• **Parts of the exercise**:
A) From the passage on Songkran, list each activity it names as part of how people observe the holiday.
B) In the passage on Songkran, what does the holiday's use of water show that it is all about?
C) Pick up the passage on Songkran after its last sentence and keep writing it.

• **Selected passage**:
Despite its soggy reputation, Songkran is still very much centred on food and family. As any good new year should, Songkran starts with a top-to-bottom home cleaning. Water’s quotidian uses make Sonkgran’s basics clear: it’s all about cleanliness and new beginnings. As well, during the holiday, many Thais will visit a wat (temple) to pray and offer food to the wat’s monks.
Your Koh Samui questions? Will Songkran be your trip’s highlight? Give it some competition! Whether you want a low-key, beach bum vacation or a planned-to-perfection tropical island itinerary, The Koh Samui Guide will help you to arrive more prepared and have even more fun – before, during and after Songkran.

• **Information provided**:

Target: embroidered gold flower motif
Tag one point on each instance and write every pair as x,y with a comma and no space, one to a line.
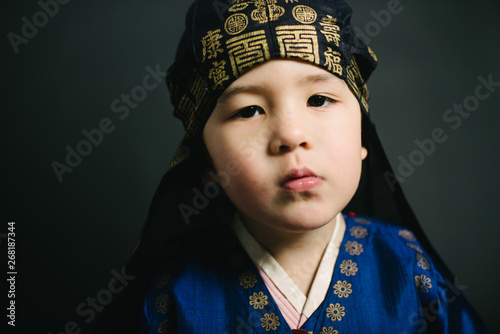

• **Response list**:
A)
- A top-to-bottom home cleaning
- Visiting a wat (temple)
- Praying
- Offering food to the wat's monks

B) Cleanliness and new beginnings.

C)
Why is Songkran known as the water festival? Songkran, the Thai New Year, falls in April (conveniently the hottest month of Koh Samui’s climate and when it’s nicely steaming in Thailand generally). Not only is water a great way to cool off when temperatures soar well above 30°C/86°F, but the festival’s traditional roots involved water for its symbolism of cleanliness and fresh starts. Much like Christmas has morphed from its traditional roots, today, Songkran is an energetic, country-wide water fight. Super soakers, water canons and gallon buckets have replaced the gentle water-pouring of yore.
How to come prepared
What to wear to celebrate Songkran? The dress code for Songkran: Besides perennial advice about what to wear in Thailand, on Songkran, dress as though you’re going to the supermarket knowing you’ll be thrown in a pool on your way there. Specifically:
- Running shorts and and a dark T-shirt are ideal.
- A swimsuit underneath is fine, but do wear other clothes on top.
- Ladies, avoid white shirts and – this is a bit awkward – white trousers!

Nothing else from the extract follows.